RMAN configuration parameters for database with db_unique_name DATABASE_SITE2 are:


This configuration, an 11g feature, allows to delete an archive log as soon as it is applied to all standby destinations. Note that it works if I manually do a 'delete archivelog all;' but I expect that the archivelogs in the FRA becomes reclaimable automatically.

Unfortunately, this is not the case and the FRA is growing:


SQL> select * from v$recovery_area_usage where file_type='ARCHIVED LOG';

-------------------- ------------------ ------------------------- ---------------
ARCHIVED LOG                      61.11                     43.02             467


Let's check everything. We are on the standby database:


SQL> select open_mode,database_role from v$database;

-------------------- ----------------


The archivelogs are going to the Fast Recovery Area:


SQL> show parameter log_archive_dest_1
NAME                                 TYPE        VALUE
------------------------------------ ----------- ------------------------------
log_archive_dest_1                   string      location=USE_DB_RECOVERY_FILE_
                                                 DEST, valid_for=(ALL_LOGFILES,


All archived logs are applied (we are in SYNC AFFIRM):


DGMGRL> show database 'DATABASE_SITE2';


  Role:            PHYSICAL STANDBY
  Intended State:  APPLY-ON
  Transport Lag:   0 seconds
  Apply Lag:       0 seconds
  Real Time Query: OFF

Database Status:


Well, with that configuration, I expect that all archivelogs are reclaimable - except the current one.

Let's investigate. V$RECOVERY_AREA_USAGE is an aggregate view. If we check its definition, we see that the reclaimable size comes from x$kccagf.rectype.

Listed records –

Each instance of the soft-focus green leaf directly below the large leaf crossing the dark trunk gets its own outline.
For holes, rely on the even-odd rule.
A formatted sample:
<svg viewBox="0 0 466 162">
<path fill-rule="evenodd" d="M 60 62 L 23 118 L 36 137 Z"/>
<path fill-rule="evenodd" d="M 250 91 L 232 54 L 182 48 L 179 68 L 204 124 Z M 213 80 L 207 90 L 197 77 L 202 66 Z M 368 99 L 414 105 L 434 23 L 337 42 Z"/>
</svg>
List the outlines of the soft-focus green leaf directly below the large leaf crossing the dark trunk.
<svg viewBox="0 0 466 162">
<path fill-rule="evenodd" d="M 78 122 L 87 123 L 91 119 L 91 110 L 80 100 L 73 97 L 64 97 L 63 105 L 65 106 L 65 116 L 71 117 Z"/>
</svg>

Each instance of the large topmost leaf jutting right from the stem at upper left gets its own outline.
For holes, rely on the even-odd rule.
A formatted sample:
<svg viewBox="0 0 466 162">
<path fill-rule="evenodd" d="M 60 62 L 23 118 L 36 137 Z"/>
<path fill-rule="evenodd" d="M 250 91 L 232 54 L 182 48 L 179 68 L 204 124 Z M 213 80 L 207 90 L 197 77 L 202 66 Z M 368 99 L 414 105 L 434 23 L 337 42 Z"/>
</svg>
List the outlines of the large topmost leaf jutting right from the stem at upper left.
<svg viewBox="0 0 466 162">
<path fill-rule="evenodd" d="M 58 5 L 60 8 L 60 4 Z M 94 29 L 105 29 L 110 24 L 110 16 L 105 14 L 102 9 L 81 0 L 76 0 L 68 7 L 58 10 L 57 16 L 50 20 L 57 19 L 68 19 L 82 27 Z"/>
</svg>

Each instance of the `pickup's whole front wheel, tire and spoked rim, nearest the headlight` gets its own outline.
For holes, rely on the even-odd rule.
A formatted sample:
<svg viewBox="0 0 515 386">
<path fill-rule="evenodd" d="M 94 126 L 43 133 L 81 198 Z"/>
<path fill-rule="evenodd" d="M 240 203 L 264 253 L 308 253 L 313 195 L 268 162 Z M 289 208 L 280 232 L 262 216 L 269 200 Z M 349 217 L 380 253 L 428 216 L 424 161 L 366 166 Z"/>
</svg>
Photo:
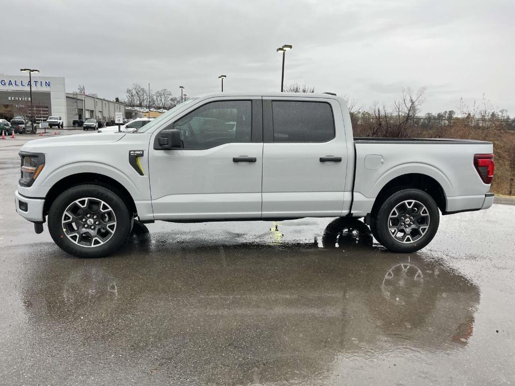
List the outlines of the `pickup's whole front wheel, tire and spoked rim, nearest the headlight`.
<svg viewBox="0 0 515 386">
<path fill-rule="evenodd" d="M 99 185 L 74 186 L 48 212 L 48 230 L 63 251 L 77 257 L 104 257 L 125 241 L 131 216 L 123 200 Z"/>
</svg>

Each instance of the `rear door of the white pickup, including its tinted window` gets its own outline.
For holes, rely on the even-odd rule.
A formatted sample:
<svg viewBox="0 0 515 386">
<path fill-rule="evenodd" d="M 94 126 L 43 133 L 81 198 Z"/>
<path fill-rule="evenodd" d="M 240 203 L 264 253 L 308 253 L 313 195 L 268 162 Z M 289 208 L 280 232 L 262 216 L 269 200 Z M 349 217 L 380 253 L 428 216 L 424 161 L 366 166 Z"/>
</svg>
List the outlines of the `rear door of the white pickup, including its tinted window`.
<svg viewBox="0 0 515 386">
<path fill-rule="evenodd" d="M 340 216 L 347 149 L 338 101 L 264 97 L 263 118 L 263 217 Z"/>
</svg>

Problem details –
In the text about the growing Fast Recovery Area, where does the reclaimable size shown in V$RECOVERY_AREA_USAGE come from?

Solution to the exercise –
It comes from x$kccagf.rectype.